**PROBLEM TO WORK ON:**
Output the data below line for line, exactly, up to and including the line where "positive clicks: (1103, 467)" appears.

(Collected data)
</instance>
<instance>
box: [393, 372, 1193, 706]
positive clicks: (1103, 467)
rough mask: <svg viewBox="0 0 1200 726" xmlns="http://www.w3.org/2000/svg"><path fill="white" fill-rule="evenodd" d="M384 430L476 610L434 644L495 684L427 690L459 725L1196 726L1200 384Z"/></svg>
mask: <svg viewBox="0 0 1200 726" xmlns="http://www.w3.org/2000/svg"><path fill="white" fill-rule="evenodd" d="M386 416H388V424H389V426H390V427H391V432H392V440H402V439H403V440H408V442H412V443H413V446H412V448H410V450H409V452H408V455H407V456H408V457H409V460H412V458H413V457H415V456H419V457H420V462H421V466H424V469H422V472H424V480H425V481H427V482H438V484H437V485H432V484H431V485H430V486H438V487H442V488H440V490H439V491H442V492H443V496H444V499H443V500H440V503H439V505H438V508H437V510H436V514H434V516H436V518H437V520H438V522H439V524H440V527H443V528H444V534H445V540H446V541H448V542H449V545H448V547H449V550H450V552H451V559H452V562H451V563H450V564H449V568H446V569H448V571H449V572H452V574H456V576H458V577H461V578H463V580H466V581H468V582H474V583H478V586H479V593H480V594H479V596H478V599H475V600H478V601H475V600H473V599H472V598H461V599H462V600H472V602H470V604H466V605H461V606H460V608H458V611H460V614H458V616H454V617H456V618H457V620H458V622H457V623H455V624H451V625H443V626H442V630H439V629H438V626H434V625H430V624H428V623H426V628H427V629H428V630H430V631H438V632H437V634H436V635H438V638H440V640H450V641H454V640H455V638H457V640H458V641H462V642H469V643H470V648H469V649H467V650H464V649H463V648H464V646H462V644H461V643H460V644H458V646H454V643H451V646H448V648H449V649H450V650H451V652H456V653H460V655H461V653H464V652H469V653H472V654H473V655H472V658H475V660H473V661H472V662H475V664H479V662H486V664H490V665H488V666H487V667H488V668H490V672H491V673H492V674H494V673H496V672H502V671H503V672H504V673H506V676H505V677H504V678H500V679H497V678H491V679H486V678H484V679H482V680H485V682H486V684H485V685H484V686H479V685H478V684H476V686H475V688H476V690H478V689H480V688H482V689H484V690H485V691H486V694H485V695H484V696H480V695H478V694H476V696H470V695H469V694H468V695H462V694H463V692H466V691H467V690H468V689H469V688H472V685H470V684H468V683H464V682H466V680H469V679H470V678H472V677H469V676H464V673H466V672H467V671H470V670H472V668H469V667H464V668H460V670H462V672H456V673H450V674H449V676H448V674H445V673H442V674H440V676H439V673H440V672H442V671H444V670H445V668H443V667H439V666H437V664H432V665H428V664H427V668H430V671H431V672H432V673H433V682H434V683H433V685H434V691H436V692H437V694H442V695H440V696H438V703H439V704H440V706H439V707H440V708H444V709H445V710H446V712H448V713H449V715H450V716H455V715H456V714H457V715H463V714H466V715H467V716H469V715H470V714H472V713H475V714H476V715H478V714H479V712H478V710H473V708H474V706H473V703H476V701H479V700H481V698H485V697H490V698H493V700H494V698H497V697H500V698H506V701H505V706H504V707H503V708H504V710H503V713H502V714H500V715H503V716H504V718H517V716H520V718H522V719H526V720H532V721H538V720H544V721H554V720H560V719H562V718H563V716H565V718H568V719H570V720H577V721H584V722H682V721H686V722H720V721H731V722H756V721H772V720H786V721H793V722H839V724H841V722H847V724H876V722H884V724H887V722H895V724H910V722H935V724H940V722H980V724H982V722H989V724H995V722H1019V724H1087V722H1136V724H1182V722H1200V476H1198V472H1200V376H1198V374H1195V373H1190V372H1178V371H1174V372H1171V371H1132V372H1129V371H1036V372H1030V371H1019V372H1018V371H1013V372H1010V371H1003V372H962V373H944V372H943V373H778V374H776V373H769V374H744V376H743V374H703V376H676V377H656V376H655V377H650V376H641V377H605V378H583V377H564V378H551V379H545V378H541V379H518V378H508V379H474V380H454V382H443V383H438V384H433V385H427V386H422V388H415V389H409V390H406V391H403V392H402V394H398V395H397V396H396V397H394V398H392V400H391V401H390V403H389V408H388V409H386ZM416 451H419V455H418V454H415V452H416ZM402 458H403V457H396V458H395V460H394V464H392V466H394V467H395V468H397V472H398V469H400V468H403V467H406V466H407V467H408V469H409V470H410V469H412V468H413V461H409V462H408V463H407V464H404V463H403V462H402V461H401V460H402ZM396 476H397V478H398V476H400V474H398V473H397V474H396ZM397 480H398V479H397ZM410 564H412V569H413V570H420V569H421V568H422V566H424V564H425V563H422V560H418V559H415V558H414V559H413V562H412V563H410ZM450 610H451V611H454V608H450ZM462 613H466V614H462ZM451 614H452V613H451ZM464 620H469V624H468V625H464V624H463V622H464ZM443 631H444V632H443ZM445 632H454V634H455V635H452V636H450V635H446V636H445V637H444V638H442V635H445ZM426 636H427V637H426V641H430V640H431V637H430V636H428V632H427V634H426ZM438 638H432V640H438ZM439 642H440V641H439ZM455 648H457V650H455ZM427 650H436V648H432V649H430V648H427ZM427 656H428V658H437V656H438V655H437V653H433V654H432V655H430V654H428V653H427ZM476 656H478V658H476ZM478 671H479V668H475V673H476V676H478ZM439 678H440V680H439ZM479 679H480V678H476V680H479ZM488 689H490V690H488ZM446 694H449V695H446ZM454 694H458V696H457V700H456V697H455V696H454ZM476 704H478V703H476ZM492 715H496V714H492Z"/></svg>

**RESPONSE TO THIS TASK:**
</instance>
<instance>
box: [393, 372, 1193, 706]
positive clicks: (1103, 467)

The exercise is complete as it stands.